### Exercise instructions
Would you repeat the listing exactly but omit every picture?

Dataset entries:
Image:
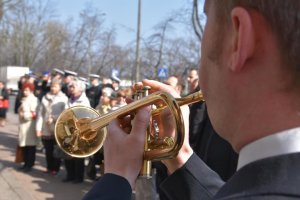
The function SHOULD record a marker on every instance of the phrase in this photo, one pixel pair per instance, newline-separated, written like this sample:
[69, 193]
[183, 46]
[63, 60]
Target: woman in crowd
[121, 98]
[27, 133]
[75, 166]
[52, 104]
[4, 103]
[104, 106]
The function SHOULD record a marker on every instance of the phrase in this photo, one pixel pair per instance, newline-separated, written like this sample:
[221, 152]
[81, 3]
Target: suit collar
[284, 142]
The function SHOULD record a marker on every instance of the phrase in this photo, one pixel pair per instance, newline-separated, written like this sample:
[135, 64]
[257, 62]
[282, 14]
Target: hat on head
[70, 73]
[45, 73]
[94, 76]
[58, 71]
[83, 80]
[115, 79]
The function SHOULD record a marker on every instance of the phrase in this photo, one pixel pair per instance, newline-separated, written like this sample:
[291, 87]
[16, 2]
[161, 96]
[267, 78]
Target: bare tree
[198, 29]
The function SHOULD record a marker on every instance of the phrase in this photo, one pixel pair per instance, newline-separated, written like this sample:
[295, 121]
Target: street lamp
[137, 58]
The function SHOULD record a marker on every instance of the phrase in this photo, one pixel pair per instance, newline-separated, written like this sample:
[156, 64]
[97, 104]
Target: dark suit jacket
[271, 178]
[216, 152]
[110, 187]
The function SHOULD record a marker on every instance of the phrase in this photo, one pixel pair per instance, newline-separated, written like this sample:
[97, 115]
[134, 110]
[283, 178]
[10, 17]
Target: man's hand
[123, 153]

### Answer to the problem
Image:
The function SHOULD record a marker on every instance of the phrase in this photo, one pixel pair per instance, newline-separated, written like this sample:
[69, 193]
[183, 46]
[63, 60]
Target: woman in crowd
[121, 98]
[27, 133]
[75, 166]
[52, 104]
[4, 103]
[104, 106]
The function SHOULD record a marker on every instance of the phrase in this photo, one pixel pair per instance, newline-separated, written like this sample:
[221, 152]
[81, 3]
Target: suit collar
[284, 142]
The function SHOULD record a marker on every instance of the phrase in this photo, one pixel pair per instance, newline-separated, written like this sample:
[135, 64]
[257, 62]
[282, 14]
Target: hat on head
[70, 73]
[45, 73]
[94, 76]
[58, 71]
[83, 80]
[115, 79]
The function SHOULD record a marker on every instance of the phrase in this photo, one pixel pair per instance, newline-separated, written like this sample:
[291, 87]
[16, 2]
[161, 96]
[267, 78]
Target: bare tree
[198, 29]
The function SHOULD record a marker on every instance of the phrase in this photo, one pixel pair per instance, newline-separated, written like this sample:
[295, 121]
Target: street lamp
[137, 58]
The function SHOULD record a marker on every instance of the phrase in this photo, one pixel pair per instance, newline-separated, written like this sample:
[156, 64]
[97, 104]
Target: dark suit jacket
[271, 178]
[216, 152]
[110, 187]
The function SHOULD record a marker on every instance of the phrase in this photo, one pixel pair per instance, newline-separated, written like this sample:
[97, 115]
[134, 110]
[283, 178]
[10, 17]
Target: man's hand
[123, 153]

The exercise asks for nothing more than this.